_Text excerpt_
Regarding Google's style:
There is no ambiguity, at all.
The first header included should be the header related to this source file, thus in position 1. This way you make sure that it includes anything it needs and that there is no "hidden" dependency: if there is, it'll be exposed right away and prevent compilation.
The other headers are ordered from those you are the least likely to be able to change if an issue occurs to those you are the more likely to. An issue could be either an identifier clash, a macro leaking, etc...
By definition the C and C++ systems headers are very rarely altered, simply because there's so many people using them, thus they come second.
3rd party code can be changed, but it's generally cumbersome and takes time, thus they come third.
The "project includes" refer to project-wide includes, generally home-brawn libraries (middle-ware) that are used by several projects. They can be changed, but this would impact the other projects as well, they come fourth.
And finally the "local includes", that is those files who are specific to this project and can be changed without affecting anyone else. In case of issue, those are prime candidates, they come last.
Note that you can in fact have many more layers (especially in a software shop), the key idea is to order the dependencies starting from the bottom layer (system libs) to the top layer.
Within a given layer, I tend to organize them by alphabetical order, because it's easier to check them.

For Headers:
this project's headers
other project headers
3rd party headers
C++ headers
For Source:
this source file's header
this project's headers
other project headers
3rd party headers
C++ headers
This orders minimize the chance to MISS some required header inside .hpp file. Also it minimize INTERSECTIONS of 3rd party headers etc. And all hpp modules compiles with minimum required dependensis.
for example:
->test.hpp
// missing #include <string> header
void test(std::string& s);
->test.cpp
#include <string>
#include "test.hpp"
// we hide bug with missing required header
->test2.cpp
#include "test.hpp"
#include <string>
// compilation error with missing header

Related

Are there any performance implications to including every header?

Lets say I want to use hex() function. I know it is defined in <ios> header and I also know that it is included in <iostream> header. The difference is that in <iostream> are much more functions and other stuff I don't need.
From a performance stand-point, should I care about including/defining less functions, classes etc. than more?
There is no run time performance hit.
However, there could be excessive compile time hit if tons of unnecessary headers are included.
Also, when this is done, you can create unnecessary recompiles if, for instance, a header is changed but a file that doesn't use it includes it.
In small projects (with small headers included), this doesn't matter. As a project grows, it may.
If the standard says it is defined in header <ios> then include header <ios> because you can't guarantee it will be included in/through any other header.
TL;DR: In general, it is better to only include what you need. Including more can have an adverse effect on binary size and startup (should be insignificant), but mostly hurts compilation-time without precompiled headers.
Well, naturally you have to include at least those headers together guaranteed to cover all your uses.
It might sometimes happen to "work" anyway, because the standard C++ headers are all allowed to include each other as the implementer wants, and the headers are allowed to include additional symbols in the std-namespace anyway (see Why is "using namespace std" considered bad practice?).
Next, sometimes including an additional header might lead to creation of additional objects (see std::ios_base::Init), though a well-designed library minimizes such (that is the only instance in the standard library, as far as I know).
But the big issue isn't actually size and efficiency of the compiled (and optimized) binary (which should be unaffected, aside from the previous point, whose effect should be miniscule), but compilation-time while actively developing (see also How does #include <bits/stdc++.h> work in C++?).

_What you will do_
1/ In the header-ordering thread, which header does Google's style place first in a source file?
2/ In the header-ordering thread, list in order the header categories given under "For Source:".

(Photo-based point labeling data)

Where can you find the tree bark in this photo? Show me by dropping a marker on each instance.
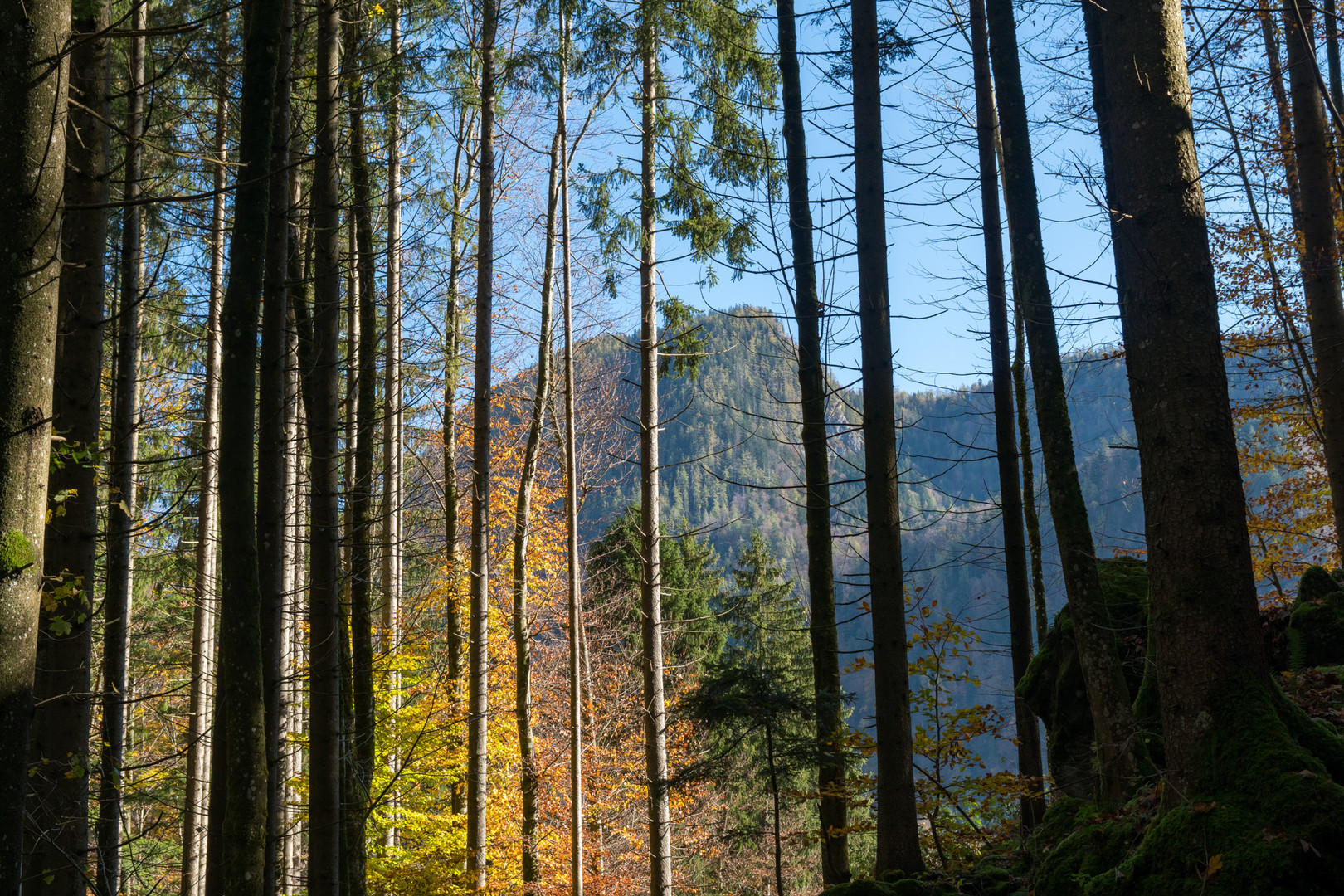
(272, 444)
(121, 475)
(32, 160)
(1319, 245)
(528, 772)
(898, 833)
(479, 659)
(205, 589)
(360, 501)
(320, 398)
(58, 813)
(392, 397)
(1107, 691)
(808, 312)
(241, 691)
(1010, 488)
(572, 488)
(1203, 624)
(650, 572)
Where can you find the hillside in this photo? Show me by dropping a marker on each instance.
(733, 457)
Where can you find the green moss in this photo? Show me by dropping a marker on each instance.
(1148, 715)
(17, 553)
(860, 889)
(1316, 631)
(1315, 585)
(1266, 807)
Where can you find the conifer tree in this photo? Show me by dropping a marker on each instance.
(56, 856)
(32, 158)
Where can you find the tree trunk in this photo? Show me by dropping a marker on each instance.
(452, 373)
(812, 384)
(121, 477)
(898, 833)
(650, 575)
(58, 816)
(320, 398)
(528, 774)
(452, 494)
(205, 592)
(272, 444)
(1319, 245)
(774, 801)
(1029, 473)
(32, 160)
(241, 694)
(572, 489)
(392, 398)
(1203, 624)
(360, 507)
(1015, 538)
(479, 659)
(1107, 691)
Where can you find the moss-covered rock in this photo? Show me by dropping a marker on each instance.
(860, 889)
(1054, 687)
(1266, 818)
(1316, 624)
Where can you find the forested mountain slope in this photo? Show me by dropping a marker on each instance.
(733, 455)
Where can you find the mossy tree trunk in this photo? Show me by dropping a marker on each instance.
(273, 444)
(32, 160)
(1203, 625)
(898, 833)
(240, 715)
(320, 362)
(58, 815)
(477, 782)
(812, 386)
(121, 473)
(1010, 488)
(1107, 691)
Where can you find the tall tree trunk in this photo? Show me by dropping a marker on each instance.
(320, 398)
(812, 384)
(1319, 245)
(1205, 625)
(272, 442)
(650, 574)
(1029, 473)
(452, 375)
(479, 659)
(774, 801)
(241, 692)
(32, 160)
(205, 592)
(528, 772)
(392, 397)
(360, 507)
(572, 488)
(1015, 536)
(1332, 56)
(58, 816)
(121, 492)
(1107, 691)
(898, 835)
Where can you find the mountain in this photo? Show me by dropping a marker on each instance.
(732, 451)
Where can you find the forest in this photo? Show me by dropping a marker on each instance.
(671, 446)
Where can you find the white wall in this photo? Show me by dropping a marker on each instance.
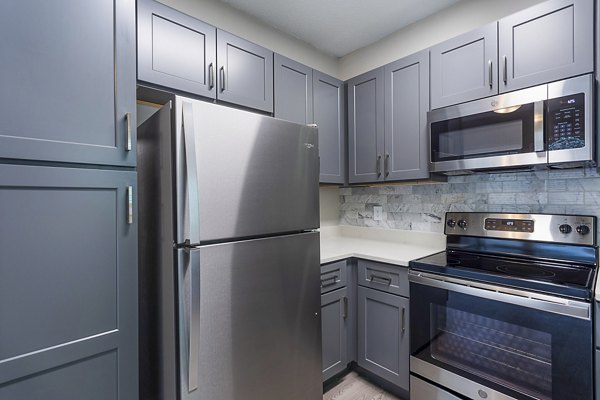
(460, 18)
(227, 18)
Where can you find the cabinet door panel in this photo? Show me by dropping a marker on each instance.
(293, 91)
(68, 286)
(366, 127)
(406, 106)
(334, 334)
(565, 26)
(329, 115)
(465, 68)
(176, 50)
(245, 72)
(383, 335)
(68, 81)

_Solution list_
1/ The header related to that source file.

2/ this source file's header; this project's headers; other project headers; 3rd party headers; C++ headers